-- STORED DATA start --

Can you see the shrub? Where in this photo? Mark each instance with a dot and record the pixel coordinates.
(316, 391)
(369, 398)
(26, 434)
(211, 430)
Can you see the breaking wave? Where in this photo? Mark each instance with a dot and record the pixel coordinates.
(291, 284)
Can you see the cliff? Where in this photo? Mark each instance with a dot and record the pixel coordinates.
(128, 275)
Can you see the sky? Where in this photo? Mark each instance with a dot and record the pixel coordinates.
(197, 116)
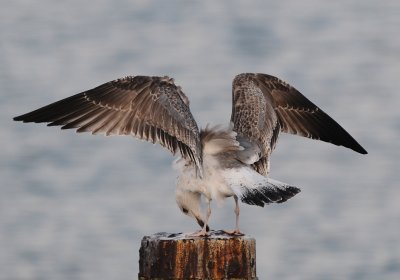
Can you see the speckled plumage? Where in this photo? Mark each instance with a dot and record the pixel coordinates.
(216, 162)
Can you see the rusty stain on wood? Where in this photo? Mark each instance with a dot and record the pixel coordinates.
(219, 256)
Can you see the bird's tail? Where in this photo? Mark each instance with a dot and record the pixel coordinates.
(255, 189)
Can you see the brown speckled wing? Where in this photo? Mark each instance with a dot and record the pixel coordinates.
(149, 108)
(273, 106)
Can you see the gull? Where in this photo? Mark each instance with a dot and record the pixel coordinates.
(215, 162)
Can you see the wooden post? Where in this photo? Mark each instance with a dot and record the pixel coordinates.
(218, 256)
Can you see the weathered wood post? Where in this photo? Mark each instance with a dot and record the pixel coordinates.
(218, 256)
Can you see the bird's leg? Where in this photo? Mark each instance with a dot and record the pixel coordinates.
(203, 231)
(237, 212)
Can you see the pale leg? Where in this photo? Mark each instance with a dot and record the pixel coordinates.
(237, 212)
(203, 231)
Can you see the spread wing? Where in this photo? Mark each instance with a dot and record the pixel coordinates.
(149, 108)
(264, 105)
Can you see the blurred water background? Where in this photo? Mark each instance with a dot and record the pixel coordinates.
(76, 206)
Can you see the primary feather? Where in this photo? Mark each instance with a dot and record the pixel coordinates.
(216, 162)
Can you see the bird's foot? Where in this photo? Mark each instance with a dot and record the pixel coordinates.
(235, 232)
(199, 233)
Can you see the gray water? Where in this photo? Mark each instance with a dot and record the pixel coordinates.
(76, 206)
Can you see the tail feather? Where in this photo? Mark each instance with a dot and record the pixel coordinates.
(266, 194)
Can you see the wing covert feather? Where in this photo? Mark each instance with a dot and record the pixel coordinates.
(264, 105)
(149, 108)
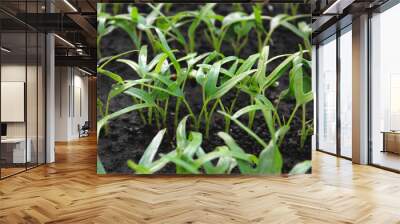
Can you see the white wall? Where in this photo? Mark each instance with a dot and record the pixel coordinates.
(71, 94)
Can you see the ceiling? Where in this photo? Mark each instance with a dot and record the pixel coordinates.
(74, 22)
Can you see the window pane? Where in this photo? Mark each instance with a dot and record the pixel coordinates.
(346, 94)
(327, 96)
(385, 114)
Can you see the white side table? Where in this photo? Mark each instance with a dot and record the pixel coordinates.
(18, 149)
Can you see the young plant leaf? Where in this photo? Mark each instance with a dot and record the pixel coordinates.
(301, 168)
(151, 150)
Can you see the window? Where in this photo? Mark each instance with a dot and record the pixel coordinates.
(346, 92)
(385, 89)
(327, 95)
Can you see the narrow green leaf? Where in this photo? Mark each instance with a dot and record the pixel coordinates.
(151, 150)
(301, 168)
(111, 75)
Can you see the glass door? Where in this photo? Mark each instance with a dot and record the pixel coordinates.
(385, 89)
(326, 73)
(346, 92)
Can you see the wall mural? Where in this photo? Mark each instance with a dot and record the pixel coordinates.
(204, 89)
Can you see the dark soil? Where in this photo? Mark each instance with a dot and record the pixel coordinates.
(129, 137)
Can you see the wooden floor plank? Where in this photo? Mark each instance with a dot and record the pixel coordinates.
(70, 191)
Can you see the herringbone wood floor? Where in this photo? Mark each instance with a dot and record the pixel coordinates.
(69, 191)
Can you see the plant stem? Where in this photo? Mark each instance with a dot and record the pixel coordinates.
(165, 112)
(288, 123)
(177, 107)
(251, 114)
(208, 121)
(141, 115)
(303, 125)
(190, 110)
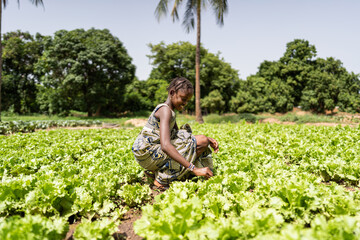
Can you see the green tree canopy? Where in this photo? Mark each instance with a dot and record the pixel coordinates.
(20, 53)
(299, 79)
(178, 59)
(84, 70)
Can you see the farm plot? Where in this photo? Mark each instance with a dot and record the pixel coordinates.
(271, 182)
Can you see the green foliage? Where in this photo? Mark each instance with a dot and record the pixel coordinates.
(232, 118)
(298, 79)
(97, 230)
(21, 51)
(272, 181)
(213, 102)
(32, 227)
(30, 126)
(269, 185)
(83, 70)
(178, 59)
(134, 195)
(145, 95)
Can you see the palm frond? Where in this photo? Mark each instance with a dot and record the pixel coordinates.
(189, 16)
(220, 8)
(174, 12)
(161, 9)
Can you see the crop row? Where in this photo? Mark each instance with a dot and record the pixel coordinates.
(30, 126)
(271, 181)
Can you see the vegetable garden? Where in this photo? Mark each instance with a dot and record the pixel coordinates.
(271, 182)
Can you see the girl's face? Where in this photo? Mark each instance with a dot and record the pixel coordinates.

-- STORED DATA end --

## YOUR GOAL:
Copy every line of the records above word for word, leaving out the pictures.

## RESULT BELOW:
Can you see the shrub? Where in this photo? Mark each instance with a dot and record the pixel coordinates.
(316, 391)
(369, 398)
(26, 434)
(211, 430)
Can you see the breaking wave? Where in this photo? Mark each instance with a dot and record the pixel coordinates.
(291, 284)
Can you see the cliff? Where in this photo? Mark each instance with a dot and record the pixel coordinates.
(128, 275)
Can you see the sky? Where in this photo? Mark each instance with a dot and record the pixel coordinates.
(197, 116)
Can you see the speckled plumage? Where in this photo? Mark each instance with a dot and record the pixel coordinates.
(216, 162)
Can you see the rusty stain on wood? Where in this photo? Mark each instance with a dot and record the pixel coordinates.
(219, 256)
Can you see the bird's tail? Where in this photo? Mark each instance with a dot and record the pixel coordinates.
(255, 189)
Can you see the brown speckled wing? Where in this photo? Mark each instance with a dot and record the pixel coordinates.
(149, 108)
(273, 106)
Can you see the gull? Where in this photo? Mark each instance with a dot and record the pixel coordinates.
(215, 162)
Can you see the wooden post? Where in this photo? Mark each instance with a dot and record the pixel coordinates.
(218, 256)
Can you see the weathered wood post? Where in this photo? Mark each instance with a dot and record the pixel coordinates.
(218, 256)
Can you see the bird's leg? Where in this photo? Mark each instance with a dot and record the pixel coordinates.
(203, 231)
(237, 212)
Can you see the pale leg? Where in this photo? Mark each instance with a dot and record the pixel coordinates.
(237, 212)
(203, 231)
Can you see the spread wing? Where in this photo? Mark each instance with a dot and record the pixel coordinates.
(149, 108)
(264, 105)
Can you see the blurred water background? Where in this photo? Mark each instance with a dot and record the pixel coordinates.
(76, 206)
Can you see the primary feather? Where in this photo? Mark each instance with a dot and record the pixel coordinates.
(216, 162)
Can you see the bird's foot? Where in this photo? Mark each instance with a dot and record the pixel coordinates.
(235, 232)
(199, 233)
Can you see the gray water? Where in this photo? Mark each instance with a dot and record the pixel coordinates.
(76, 206)
Can you see the tail feather? Where in this photo? Mark each instance with a dot and record the pixel coordinates.
(266, 194)
Can you see the wing covert feather? Where in this photo? Mark each instance with a dot and record the pixel coordinates.
(264, 105)
(149, 108)
Can you see the white wall? Where in this photo? Mark each instance with a dot and record the pixel coordinates.
(71, 94)
Can you see the ceiling? Where in this photo? Mark each instance with a dot and record the pixel coordinates.
(74, 22)
Can you see the window pane? Where in this photo? Mark each instance with a dot and record the pixel coordinates.
(346, 94)
(327, 96)
(385, 114)
Can you see the white side table? Where in this photo? Mark each instance with a dot and record the pixel coordinates.
(18, 149)
Can you see the young plant leaf? Where in this photo? Mark each instance with a dot and record the pixel coordinates.
(301, 168)
(151, 150)
Can you see the window? Where in this photo? Mark each instance with a dot and record the pixel coordinates.
(346, 92)
(385, 89)
(327, 95)
Can you see the narrow green leaf? Where in this photo? Mark each instance with a dot and record the pixel coordinates.
(151, 150)
(301, 168)
(111, 75)
Can you see the glass door? Where in this photo? Mark each instance with a dot and record the pixel coordinates.
(385, 89)
(326, 73)
(346, 92)
Can you see the wall mural? Where in this photo? Mark each instance with a dot and record the pixel coordinates.
(204, 89)
Can you see the dark soil? Where in this photo? Mark each instance with a dot and record the pixel coordinates.
(129, 137)
Can you see the wooden floor plank? Where in this photo? Mark each instance with a dot and record the pixel coordinates.
(70, 191)
Can you see the herringbone wood floor? Where in this photo? Mark each instance with a dot and record the pixel coordinates.
(69, 191)
Can you see the plant stem? Where in this photo? Mark each instance with a dot and record the pixel coordinates.
(165, 112)
(288, 123)
(177, 107)
(251, 114)
(208, 121)
(141, 115)
(303, 125)
(190, 110)
Can you see the green tree canopy? Where in this photo? Mark each instance with a dot and record the pixel coordinates.
(20, 53)
(299, 79)
(178, 59)
(84, 70)
Can you see the farm plot? Where in this photo? Mark each instance with a dot and record the pixel coordinates.
(271, 182)
Can you see the green foliage? Where in this photo? Mark each instance with a dot and record the pixel coordinates.
(232, 118)
(298, 79)
(97, 230)
(21, 51)
(272, 181)
(213, 102)
(32, 227)
(30, 126)
(269, 185)
(83, 70)
(178, 59)
(134, 195)
(145, 95)
Can you see the palm frond? Where in this photo? Mark each instance with a dot and record the pixel coordinates.
(189, 16)
(220, 8)
(174, 12)
(161, 9)
Can you see the crop row? Where in this photo? Mark each instance with a dot and record the pixel coordinates.
(30, 126)
(271, 181)
Can you see the vegetable garden? Where in this photo? Mark each instance with a dot and record the pixel coordinates.
(271, 182)
Can you see the girl's face? Where in this photo? Mark each instance with a dot and record the pixel coordinates.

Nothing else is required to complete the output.